• Chaque bouchée change lemonde

    "Si un livre et une tête se heurtent et que cela sonne creux, le son provient-il toujours du livre ?"
    Georg Christoph Lichtenberg.

    Jane Goodall  était la semaine dernière à l'Ecole nationale de chimie de Paris, dans le cadre de la campagne 'L'école agit'.
    Elle s'est essayée à sensibiliser des collégiens (de la sixième à la troisième) sur la problématique de notre empreinte carbone et à leur faire comprendre que notre alimentation n'était vraiment pas neutre en matière de destruction de l'environnement et de réchauffement planétaire.

    L'article qu'a publié Frédéric Joignot, journaliste au quotidien Le Monde, est remarquable. C'est un exercice délicat que d'en isoler les passages les plus intéressants.
    Je me suis donc fait une raison et un petit plaisir : j'ai conservé la quasi totalité du papier.
    Frédéric :  Really good job ! Et merci du fond du coeur.

    "Jane Goodall a été honorée pour ses travaux par la National Geographic Society, reçu la médaille Benjamin Franklin pour les sciences de la vie, le titre de "messager de la paix" des Nations unies, la récompense Gandhi-King pour la non-violence – et elle est officier de la Légion d'honneur française. Elle est l'auteur de plusieurs livres, essais et articles d'éthologie importants. Elle sillonne désormais le monde pour alerter l'opinion. Elle passe à Paris en cette fin janvier pour lancer un nouveau combat, défendu dans son dernier ouvrage paru : Nous sommes ce que nous mangeons.

----

§ **Consigne**: Dans le texte sur Jane Goodall, recopiez s'il vous plaît à l'identique tout ce qui va de « Je me suis donc » jusqu'à « fond du coeur. ».

(Entrées tirées d'une collection)

----

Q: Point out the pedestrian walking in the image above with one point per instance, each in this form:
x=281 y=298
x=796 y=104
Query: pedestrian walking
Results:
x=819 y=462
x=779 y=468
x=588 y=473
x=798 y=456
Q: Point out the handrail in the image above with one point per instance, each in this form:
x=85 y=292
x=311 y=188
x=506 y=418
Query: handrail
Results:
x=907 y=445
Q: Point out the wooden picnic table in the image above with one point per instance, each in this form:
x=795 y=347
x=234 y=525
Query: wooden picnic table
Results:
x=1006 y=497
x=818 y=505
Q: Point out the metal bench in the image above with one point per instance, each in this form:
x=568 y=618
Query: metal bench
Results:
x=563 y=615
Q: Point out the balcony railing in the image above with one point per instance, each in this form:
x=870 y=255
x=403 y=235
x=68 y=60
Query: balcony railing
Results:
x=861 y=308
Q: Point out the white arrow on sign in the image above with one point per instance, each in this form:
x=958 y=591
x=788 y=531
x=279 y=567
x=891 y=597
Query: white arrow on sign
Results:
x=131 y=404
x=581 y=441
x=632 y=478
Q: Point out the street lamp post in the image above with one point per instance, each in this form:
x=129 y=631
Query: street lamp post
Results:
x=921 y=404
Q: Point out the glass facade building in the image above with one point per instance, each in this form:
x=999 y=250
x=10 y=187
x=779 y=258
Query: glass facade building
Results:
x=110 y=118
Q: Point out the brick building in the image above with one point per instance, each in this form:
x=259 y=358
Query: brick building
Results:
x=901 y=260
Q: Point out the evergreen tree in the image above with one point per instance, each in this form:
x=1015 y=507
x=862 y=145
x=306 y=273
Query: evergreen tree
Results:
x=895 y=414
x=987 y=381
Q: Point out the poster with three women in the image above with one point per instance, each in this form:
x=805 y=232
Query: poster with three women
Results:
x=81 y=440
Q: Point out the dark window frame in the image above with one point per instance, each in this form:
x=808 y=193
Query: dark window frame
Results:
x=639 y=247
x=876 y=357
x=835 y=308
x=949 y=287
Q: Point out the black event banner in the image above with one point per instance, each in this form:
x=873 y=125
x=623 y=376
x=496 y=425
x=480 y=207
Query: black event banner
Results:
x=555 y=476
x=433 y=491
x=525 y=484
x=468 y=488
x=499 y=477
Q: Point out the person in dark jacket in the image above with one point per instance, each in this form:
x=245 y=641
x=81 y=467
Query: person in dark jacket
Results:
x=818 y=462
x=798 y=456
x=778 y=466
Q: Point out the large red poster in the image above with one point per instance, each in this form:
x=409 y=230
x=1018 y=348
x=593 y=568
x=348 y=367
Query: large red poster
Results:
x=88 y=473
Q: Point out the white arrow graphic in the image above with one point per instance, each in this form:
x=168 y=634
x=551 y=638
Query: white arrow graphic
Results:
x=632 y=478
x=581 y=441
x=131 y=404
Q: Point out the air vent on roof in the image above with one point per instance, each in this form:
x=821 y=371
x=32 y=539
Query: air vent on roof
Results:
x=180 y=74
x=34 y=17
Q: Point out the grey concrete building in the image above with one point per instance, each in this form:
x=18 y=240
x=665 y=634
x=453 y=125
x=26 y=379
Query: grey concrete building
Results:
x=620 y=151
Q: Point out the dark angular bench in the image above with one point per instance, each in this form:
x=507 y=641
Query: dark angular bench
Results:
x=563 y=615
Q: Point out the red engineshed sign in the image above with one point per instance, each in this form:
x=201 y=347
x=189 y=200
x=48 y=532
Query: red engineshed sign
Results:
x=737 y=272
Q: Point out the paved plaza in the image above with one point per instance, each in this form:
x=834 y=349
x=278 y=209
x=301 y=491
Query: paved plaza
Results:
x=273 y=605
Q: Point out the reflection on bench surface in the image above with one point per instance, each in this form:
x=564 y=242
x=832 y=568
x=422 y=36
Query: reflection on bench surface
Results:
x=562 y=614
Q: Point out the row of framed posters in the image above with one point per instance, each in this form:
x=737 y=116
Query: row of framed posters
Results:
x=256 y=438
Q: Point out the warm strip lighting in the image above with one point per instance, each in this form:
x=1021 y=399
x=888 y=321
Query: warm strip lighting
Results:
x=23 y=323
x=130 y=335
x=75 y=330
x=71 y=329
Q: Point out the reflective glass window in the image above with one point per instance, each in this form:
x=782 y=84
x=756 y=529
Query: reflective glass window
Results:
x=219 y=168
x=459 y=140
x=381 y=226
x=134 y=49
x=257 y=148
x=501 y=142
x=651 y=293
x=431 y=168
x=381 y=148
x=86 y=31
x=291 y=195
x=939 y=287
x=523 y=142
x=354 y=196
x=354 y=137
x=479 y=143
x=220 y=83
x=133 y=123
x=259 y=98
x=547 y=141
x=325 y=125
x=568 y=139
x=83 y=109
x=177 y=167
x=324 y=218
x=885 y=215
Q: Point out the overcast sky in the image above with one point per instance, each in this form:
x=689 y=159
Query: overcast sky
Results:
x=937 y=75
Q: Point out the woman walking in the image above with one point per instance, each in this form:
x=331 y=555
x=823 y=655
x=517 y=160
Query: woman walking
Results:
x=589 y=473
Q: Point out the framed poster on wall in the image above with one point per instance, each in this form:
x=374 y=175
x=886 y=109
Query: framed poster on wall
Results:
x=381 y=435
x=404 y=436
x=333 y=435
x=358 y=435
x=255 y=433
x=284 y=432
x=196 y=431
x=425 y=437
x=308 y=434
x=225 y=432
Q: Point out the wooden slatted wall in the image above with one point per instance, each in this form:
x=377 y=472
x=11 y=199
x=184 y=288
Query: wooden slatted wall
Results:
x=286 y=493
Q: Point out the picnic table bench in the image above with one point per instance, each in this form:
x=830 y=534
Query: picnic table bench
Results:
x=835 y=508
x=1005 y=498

----

§ **Réponse complète**:
Je me suis donc fait une raison et un petit plaisir : j'ai conservé la quasi totalité du papier.
    Frédéric :  Really good job ! Et merci du fond du coeur.